Your task is to copy every record exactly.

========

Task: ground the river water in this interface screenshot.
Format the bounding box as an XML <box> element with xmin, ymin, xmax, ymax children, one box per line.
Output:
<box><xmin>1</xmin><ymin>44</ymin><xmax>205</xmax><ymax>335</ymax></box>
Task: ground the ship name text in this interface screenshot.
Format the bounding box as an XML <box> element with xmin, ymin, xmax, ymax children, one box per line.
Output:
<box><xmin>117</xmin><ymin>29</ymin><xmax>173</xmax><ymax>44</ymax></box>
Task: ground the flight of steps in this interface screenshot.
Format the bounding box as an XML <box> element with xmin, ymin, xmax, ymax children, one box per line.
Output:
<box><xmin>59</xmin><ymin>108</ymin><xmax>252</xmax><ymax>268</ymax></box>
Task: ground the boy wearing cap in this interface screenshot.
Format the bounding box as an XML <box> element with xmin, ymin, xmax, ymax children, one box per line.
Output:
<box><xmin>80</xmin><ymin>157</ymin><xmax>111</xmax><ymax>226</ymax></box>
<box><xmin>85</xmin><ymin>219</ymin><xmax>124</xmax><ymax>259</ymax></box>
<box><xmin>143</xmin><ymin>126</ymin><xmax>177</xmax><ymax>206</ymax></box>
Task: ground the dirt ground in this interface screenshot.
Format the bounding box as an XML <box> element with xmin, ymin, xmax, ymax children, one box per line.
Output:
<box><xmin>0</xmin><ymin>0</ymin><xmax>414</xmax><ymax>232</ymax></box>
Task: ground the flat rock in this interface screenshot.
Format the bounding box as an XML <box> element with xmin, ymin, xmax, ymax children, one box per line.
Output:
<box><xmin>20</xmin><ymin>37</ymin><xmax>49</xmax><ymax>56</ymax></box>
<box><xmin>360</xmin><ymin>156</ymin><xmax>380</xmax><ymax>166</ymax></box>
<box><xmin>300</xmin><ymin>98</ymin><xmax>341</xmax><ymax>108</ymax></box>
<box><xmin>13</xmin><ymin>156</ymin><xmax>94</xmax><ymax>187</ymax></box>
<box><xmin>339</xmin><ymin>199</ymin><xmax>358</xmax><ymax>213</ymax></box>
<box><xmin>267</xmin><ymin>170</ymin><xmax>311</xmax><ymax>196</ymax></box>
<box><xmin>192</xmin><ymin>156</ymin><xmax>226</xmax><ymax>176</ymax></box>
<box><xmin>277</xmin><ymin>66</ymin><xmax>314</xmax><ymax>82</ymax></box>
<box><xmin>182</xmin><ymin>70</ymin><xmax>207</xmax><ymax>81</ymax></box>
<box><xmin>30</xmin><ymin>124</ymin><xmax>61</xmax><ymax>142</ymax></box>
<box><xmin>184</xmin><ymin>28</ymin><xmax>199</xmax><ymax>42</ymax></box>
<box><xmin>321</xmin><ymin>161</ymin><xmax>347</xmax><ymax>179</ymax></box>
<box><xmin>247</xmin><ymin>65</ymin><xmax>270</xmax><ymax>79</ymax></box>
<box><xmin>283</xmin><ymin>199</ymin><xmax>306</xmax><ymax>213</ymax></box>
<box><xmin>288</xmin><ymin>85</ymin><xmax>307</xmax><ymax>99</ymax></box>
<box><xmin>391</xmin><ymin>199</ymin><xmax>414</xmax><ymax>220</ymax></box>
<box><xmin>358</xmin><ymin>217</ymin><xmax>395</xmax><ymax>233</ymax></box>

========

• Written answer:
Task: ground the river water in this interface screenshot.
Format the bounding box as an XML <box> element with xmin, ymin, xmax, ymax children, one box per line.
Output:
<box><xmin>1</xmin><ymin>44</ymin><xmax>205</xmax><ymax>335</ymax></box>
Task: ground the ship name text in this interface screenshot.
Format the bounding box as an XML <box> element with xmin, ymin, xmax, ymax children, one box per line.
Output:
<box><xmin>117</xmin><ymin>29</ymin><xmax>173</xmax><ymax>44</ymax></box>
Task: ground the flight of steps in this interface screenshot.
Format the bounding box as an XML <box> element with xmin, ymin, xmax, ymax children, one box per line.
Output:
<box><xmin>59</xmin><ymin>108</ymin><xmax>252</xmax><ymax>268</ymax></box>
Task: ground the boy wearing cap in this interface screenshot.
Format the bounding box as an XML <box> element with xmin, ymin, xmax, ymax children, one box per line.
Output:
<box><xmin>80</xmin><ymin>157</ymin><xmax>111</xmax><ymax>226</ymax></box>
<box><xmin>85</xmin><ymin>219</ymin><xmax>124</xmax><ymax>259</ymax></box>
<box><xmin>143</xmin><ymin>126</ymin><xmax>177</xmax><ymax>206</ymax></box>
Task: ground the dirt ground in this interface screenshot.
Format the bounding box as an XML <box> element with xmin, ymin, xmax, ymax children, one box per line.
Output:
<box><xmin>0</xmin><ymin>0</ymin><xmax>414</xmax><ymax>232</ymax></box>
Task: ground the flat rock in this interface screenshot.
Format the bounding box as an XML <box> element with xmin, ymin, xmax, ymax children, one box per line.
Output:
<box><xmin>20</xmin><ymin>37</ymin><xmax>49</xmax><ymax>56</ymax></box>
<box><xmin>360</xmin><ymin>156</ymin><xmax>380</xmax><ymax>166</ymax></box>
<box><xmin>300</xmin><ymin>98</ymin><xmax>341</xmax><ymax>108</ymax></box>
<box><xmin>13</xmin><ymin>156</ymin><xmax>94</xmax><ymax>187</ymax></box>
<box><xmin>339</xmin><ymin>199</ymin><xmax>358</xmax><ymax>213</ymax></box>
<box><xmin>267</xmin><ymin>170</ymin><xmax>311</xmax><ymax>196</ymax></box>
<box><xmin>192</xmin><ymin>156</ymin><xmax>226</xmax><ymax>176</ymax></box>
<box><xmin>277</xmin><ymin>66</ymin><xmax>314</xmax><ymax>82</ymax></box>
<box><xmin>182</xmin><ymin>70</ymin><xmax>207</xmax><ymax>81</ymax></box>
<box><xmin>30</xmin><ymin>124</ymin><xmax>61</xmax><ymax>142</ymax></box>
<box><xmin>184</xmin><ymin>28</ymin><xmax>199</xmax><ymax>42</ymax></box>
<box><xmin>321</xmin><ymin>161</ymin><xmax>347</xmax><ymax>179</ymax></box>
<box><xmin>247</xmin><ymin>65</ymin><xmax>270</xmax><ymax>79</ymax></box>
<box><xmin>283</xmin><ymin>199</ymin><xmax>306</xmax><ymax>213</ymax></box>
<box><xmin>288</xmin><ymin>85</ymin><xmax>307</xmax><ymax>99</ymax></box>
<box><xmin>391</xmin><ymin>199</ymin><xmax>414</xmax><ymax>220</ymax></box>
<box><xmin>358</xmin><ymin>217</ymin><xmax>395</xmax><ymax>233</ymax></box>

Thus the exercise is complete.